* _Brief_
Copy out all lines of the records in which the word "blue" appears.

* _Input data_
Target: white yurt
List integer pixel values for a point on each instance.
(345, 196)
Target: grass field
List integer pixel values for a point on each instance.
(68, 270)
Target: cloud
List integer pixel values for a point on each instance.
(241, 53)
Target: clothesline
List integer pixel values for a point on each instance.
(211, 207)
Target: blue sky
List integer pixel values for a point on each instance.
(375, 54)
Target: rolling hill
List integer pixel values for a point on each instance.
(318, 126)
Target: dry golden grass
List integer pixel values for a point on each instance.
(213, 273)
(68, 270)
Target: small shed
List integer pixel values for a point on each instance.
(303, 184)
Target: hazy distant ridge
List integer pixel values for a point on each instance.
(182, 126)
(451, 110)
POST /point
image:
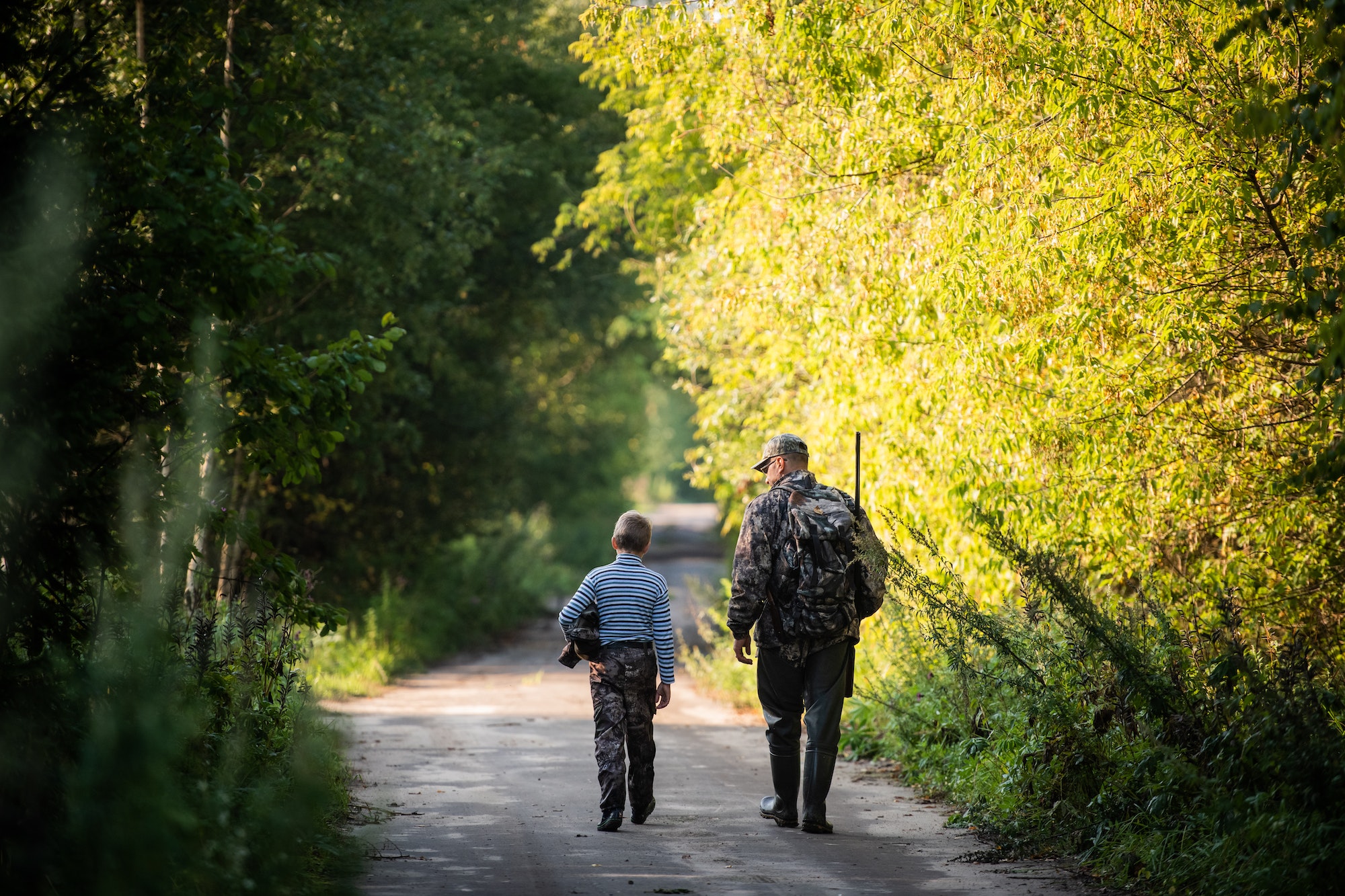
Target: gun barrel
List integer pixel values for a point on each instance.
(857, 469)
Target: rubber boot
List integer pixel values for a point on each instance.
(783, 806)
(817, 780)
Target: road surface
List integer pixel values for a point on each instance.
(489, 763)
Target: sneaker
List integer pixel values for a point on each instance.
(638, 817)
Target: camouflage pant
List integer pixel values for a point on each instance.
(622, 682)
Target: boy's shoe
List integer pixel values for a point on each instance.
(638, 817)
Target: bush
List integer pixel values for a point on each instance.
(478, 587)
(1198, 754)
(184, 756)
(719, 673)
---
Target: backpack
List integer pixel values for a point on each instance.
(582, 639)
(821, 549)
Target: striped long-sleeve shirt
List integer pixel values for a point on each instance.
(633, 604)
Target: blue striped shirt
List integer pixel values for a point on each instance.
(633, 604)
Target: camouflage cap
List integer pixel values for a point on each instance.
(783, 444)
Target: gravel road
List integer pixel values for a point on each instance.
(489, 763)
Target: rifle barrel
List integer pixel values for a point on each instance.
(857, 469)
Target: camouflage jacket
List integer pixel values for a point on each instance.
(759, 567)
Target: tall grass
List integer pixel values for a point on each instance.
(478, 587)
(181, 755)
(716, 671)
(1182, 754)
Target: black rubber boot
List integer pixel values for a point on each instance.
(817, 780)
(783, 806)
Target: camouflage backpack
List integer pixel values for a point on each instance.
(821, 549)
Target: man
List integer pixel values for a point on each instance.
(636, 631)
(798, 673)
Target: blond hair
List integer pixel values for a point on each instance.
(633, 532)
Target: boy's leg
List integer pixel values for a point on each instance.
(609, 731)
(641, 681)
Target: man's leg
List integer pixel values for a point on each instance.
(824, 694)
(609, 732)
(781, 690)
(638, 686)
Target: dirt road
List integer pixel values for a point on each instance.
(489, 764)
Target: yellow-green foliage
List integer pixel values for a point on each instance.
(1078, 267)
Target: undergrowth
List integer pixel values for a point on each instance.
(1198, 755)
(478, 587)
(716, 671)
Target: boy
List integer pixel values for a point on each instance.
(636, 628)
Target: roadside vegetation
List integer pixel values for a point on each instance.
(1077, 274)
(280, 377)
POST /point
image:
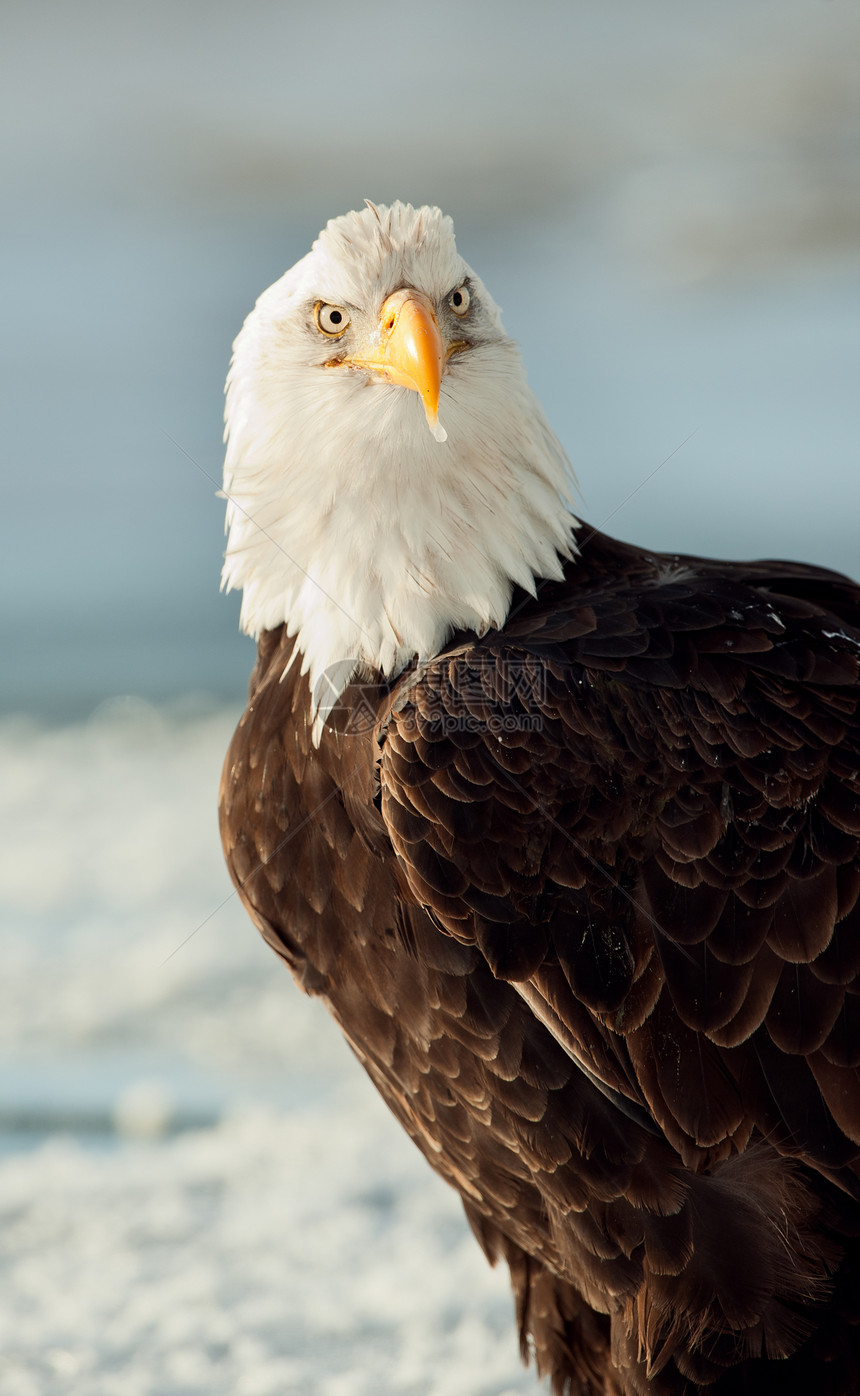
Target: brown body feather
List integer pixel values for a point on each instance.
--
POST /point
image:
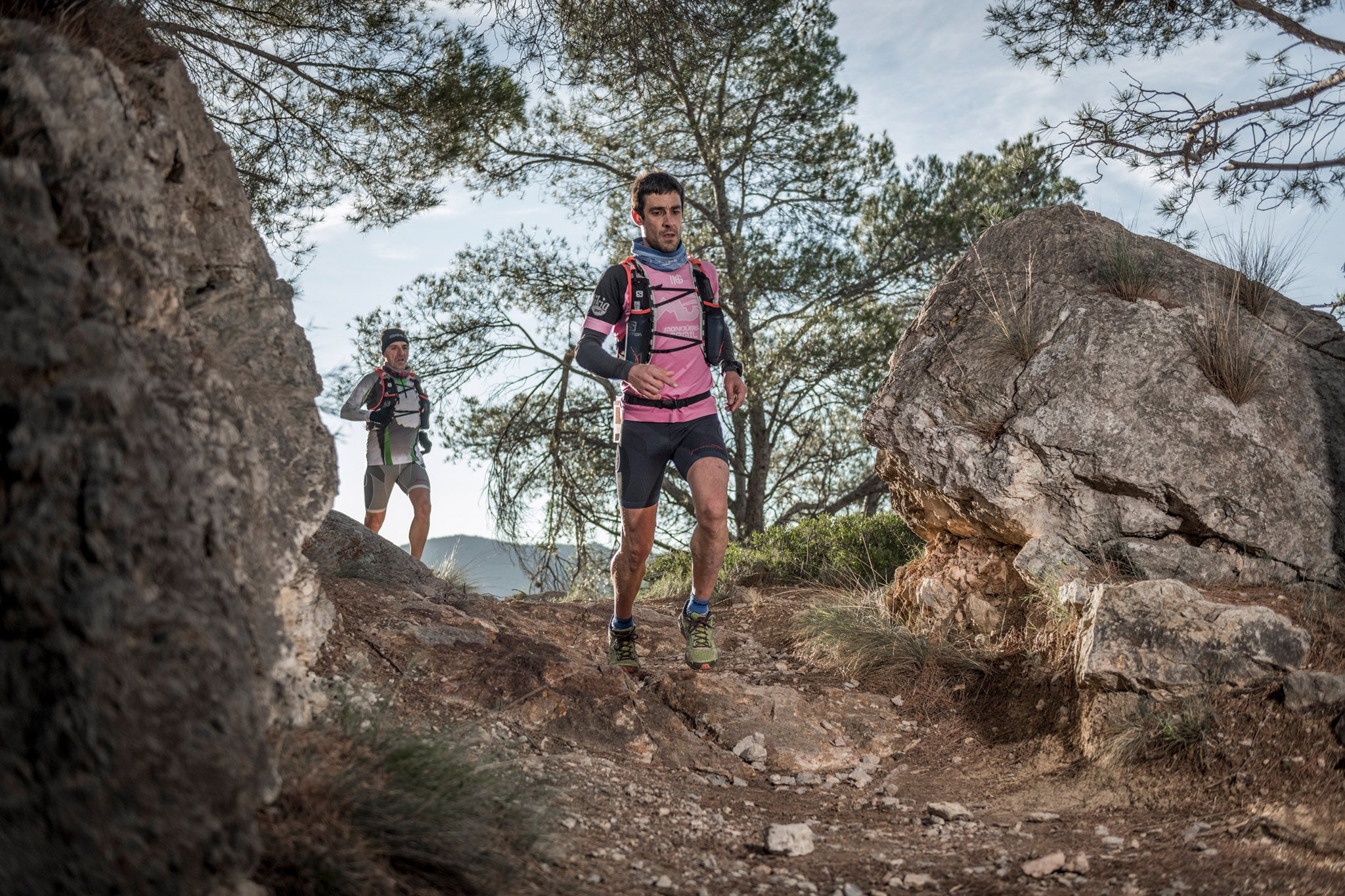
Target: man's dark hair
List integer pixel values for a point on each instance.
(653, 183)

* _Response_
Target: blue sky
Target: blue striped shirt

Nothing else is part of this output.